Taakomschrijving:
Filter de gegevens hieronder en neem elke regel over waarin het woord "pile" voorkomt. Hoofdletters en kleine letters tellen mee.

Brongegevens:
┌────────

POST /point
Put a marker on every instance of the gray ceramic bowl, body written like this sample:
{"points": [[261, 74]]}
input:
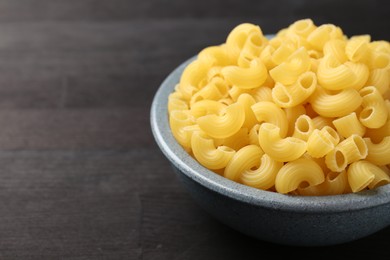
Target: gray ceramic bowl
{"points": [[269, 216]]}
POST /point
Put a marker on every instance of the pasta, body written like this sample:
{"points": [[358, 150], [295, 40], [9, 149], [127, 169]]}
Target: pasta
{"points": [[304, 113]]}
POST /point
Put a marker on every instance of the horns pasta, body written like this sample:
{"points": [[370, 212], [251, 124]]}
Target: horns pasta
{"points": [[305, 112]]}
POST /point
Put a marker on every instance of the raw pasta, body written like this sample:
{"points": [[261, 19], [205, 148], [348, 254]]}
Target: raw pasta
{"points": [[306, 112]]}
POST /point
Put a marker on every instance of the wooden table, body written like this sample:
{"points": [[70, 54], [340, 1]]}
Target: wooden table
{"points": [[80, 174]]}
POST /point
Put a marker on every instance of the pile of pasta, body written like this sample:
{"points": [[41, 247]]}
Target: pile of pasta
{"points": [[305, 112]]}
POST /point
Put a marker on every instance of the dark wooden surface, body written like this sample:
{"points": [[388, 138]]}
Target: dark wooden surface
{"points": [[80, 174]]}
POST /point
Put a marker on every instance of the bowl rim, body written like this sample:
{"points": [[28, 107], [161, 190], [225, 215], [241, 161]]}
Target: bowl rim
{"points": [[188, 166]]}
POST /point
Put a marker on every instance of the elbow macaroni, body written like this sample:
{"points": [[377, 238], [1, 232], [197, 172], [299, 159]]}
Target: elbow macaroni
{"points": [[306, 112]]}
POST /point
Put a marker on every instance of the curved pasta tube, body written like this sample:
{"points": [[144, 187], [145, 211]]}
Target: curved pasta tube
{"points": [[216, 55], [288, 72], [382, 176], [206, 107], [244, 159], [303, 127], [379, 60], [336, 48], [254, 135], [234, 92], [264, 176], [214, 90], [300, 172], [238, 36], [207, 154], [292, 113], [378, 153], [290, 96], [319, 144], [178, 120], [252, 48], [266, 111], [281, 52], [192, 76], [380, 46], [360, 175], [225, 125], [334, 75], [278, 148], [374, 113], [248, 77], [247, 102], [302, 27], [349, 150], [380, 78], [357, 49], [354, 148], [376, 135], [236, 141], [176, 102], [321, 121], [329, 104], [335, 183], [262, 93], [322, 34], [348, 125]]}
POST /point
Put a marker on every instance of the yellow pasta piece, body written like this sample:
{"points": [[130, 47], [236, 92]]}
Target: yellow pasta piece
{"points": [[336, 49], [237, 37], [322, 34], [333, 104], [335, 183], [206, 107], [289, 71], [252, 48], [225, 125], [264, 176], [303, 127], [349, 125], [306, 112], [377, 134], [216, 55], [296, 94], [236, 141], [177, 121], [302, 27], [278, 148], [357, 48], [266, 111], [245, 159], [292, 113], [334, 75], [246, 77], [319, 144], [360, 175], [262, 93], [378, 153], [192, 76], [380, 78], [207, 154], [299, 173], [374, 113]]}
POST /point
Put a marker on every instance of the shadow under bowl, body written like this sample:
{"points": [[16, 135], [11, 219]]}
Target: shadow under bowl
{"points": [[269, 216]]}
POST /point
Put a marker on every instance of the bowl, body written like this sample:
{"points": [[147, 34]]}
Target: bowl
{"points": [[266, 215]]}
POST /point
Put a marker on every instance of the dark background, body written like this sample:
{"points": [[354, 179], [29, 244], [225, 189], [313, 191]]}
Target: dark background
{"points": [[80, 174]]}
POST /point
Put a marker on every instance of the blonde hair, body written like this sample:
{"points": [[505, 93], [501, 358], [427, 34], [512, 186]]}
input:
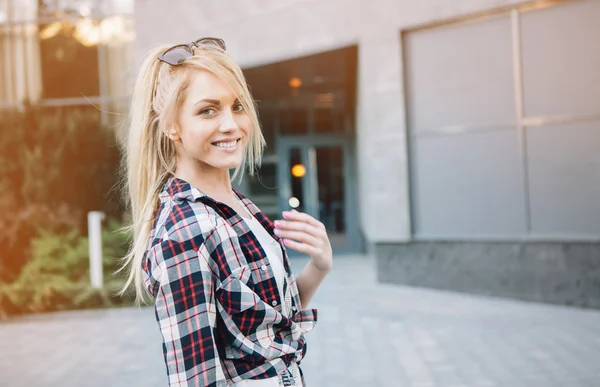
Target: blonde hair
{"points": [[150, 156]]}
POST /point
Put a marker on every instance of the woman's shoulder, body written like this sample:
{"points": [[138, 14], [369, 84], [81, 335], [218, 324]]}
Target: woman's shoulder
{"points": [[184, 221]]}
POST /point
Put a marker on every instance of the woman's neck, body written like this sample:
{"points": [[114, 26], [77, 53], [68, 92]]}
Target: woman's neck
{"points": [[213, 182]]}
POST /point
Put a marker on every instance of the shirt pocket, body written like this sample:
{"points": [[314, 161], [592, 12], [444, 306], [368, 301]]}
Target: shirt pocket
{"points": [[235, 293]]}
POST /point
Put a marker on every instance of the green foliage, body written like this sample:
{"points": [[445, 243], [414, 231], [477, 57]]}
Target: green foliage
{"points": [[57, 276], [56, 164]]}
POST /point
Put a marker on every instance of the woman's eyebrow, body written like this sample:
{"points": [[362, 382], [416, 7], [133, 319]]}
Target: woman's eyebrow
{"points": [[208, 100]]}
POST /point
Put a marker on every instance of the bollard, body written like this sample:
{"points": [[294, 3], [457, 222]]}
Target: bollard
{"points": [[95, 241]]}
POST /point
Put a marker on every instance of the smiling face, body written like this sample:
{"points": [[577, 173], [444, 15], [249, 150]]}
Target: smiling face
{"points": [[213, 127]]}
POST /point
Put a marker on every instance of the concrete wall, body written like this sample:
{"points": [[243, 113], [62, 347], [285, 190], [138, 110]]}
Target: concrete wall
{"points": [[557, 273], [262, 31]]}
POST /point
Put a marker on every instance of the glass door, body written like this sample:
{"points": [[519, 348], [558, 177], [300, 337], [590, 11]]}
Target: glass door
{"points": [[316, 177]]}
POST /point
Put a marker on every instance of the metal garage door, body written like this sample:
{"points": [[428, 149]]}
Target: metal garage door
{"points": [[504, 124]]}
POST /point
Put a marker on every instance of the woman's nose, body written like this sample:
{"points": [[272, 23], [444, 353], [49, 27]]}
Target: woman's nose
{"points": [[228, 122]]}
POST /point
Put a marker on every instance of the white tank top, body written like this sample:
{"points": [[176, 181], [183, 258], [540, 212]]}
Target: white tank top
{"points": [[275, 257]]}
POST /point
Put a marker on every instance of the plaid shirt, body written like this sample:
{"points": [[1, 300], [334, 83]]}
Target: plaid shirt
{"points": [[217, 302]]}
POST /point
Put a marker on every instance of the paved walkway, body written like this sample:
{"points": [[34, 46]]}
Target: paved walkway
{"points": [[368, 335]]}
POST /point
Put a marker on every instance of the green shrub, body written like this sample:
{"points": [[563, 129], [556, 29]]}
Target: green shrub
{"points": [[56, 164], [57, 276]]}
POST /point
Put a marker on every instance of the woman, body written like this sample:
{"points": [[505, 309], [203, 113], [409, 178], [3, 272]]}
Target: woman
{"points": [[229, 310]]}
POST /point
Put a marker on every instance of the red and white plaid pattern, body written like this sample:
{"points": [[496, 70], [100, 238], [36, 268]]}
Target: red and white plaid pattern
{"points": [[217, 303]]}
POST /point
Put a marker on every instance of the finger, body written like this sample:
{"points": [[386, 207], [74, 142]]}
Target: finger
{"points": [[301, 247], [300, 237], [302, 217], [299, 226]]}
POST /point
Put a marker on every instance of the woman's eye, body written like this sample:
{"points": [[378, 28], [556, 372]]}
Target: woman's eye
{"points": [[207, 112]]}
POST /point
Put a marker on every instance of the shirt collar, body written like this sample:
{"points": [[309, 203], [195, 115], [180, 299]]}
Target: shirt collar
{"points": [[180, 190]]}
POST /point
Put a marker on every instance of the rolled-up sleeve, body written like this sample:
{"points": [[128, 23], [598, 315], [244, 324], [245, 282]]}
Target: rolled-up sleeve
{"points": [[186, 313]]}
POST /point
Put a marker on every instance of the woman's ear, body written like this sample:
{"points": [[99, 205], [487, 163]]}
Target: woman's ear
{"points": [[173, 133]]}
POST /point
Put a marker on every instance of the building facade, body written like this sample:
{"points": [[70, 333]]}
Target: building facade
{"points": [[457, 141], [66, 53]]}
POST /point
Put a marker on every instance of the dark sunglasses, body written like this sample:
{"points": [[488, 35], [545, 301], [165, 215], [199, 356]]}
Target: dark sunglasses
{"points": [[176, 54]]}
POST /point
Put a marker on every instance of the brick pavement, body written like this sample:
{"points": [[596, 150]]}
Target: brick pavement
{"points": [[368, 335]]}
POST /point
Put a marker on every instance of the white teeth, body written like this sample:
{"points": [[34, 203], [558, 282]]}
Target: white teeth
{"points": [[229, 144]]}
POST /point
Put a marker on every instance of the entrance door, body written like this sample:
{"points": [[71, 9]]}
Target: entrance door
{"points": [[316, 176]]}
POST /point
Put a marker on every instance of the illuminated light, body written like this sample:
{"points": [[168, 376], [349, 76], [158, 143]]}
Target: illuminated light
{"points": [[295, 83], [51, 30], [298, 170], [85, 10], [325, 97], [294, 202]]}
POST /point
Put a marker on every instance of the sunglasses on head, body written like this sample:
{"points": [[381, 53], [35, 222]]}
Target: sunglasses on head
{"points": [[176, 54]]}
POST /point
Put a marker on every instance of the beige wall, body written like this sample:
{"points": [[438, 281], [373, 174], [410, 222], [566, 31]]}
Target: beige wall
{"points": [[262, 31]]}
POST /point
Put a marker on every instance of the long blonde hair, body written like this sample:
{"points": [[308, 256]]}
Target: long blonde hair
{"points": [[150, 155]]}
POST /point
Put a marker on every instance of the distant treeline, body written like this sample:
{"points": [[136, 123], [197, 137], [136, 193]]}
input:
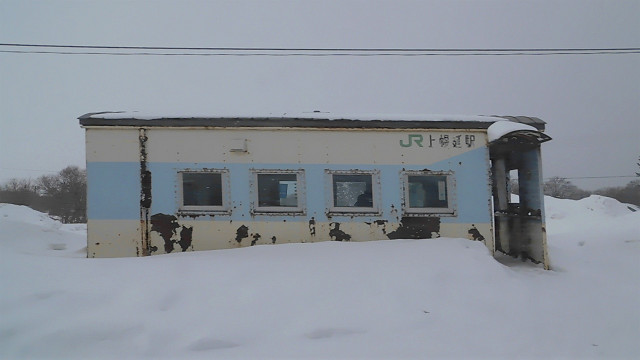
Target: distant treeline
{"points": [[561, 188], [63, 195]]}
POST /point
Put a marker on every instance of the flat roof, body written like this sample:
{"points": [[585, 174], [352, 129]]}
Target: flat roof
{"points": [[305, 120]]}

└────────

Antwoord hieronder:
Put a marker on every instance of the pile of pasta, body written like this sample:
Target: pile of pasta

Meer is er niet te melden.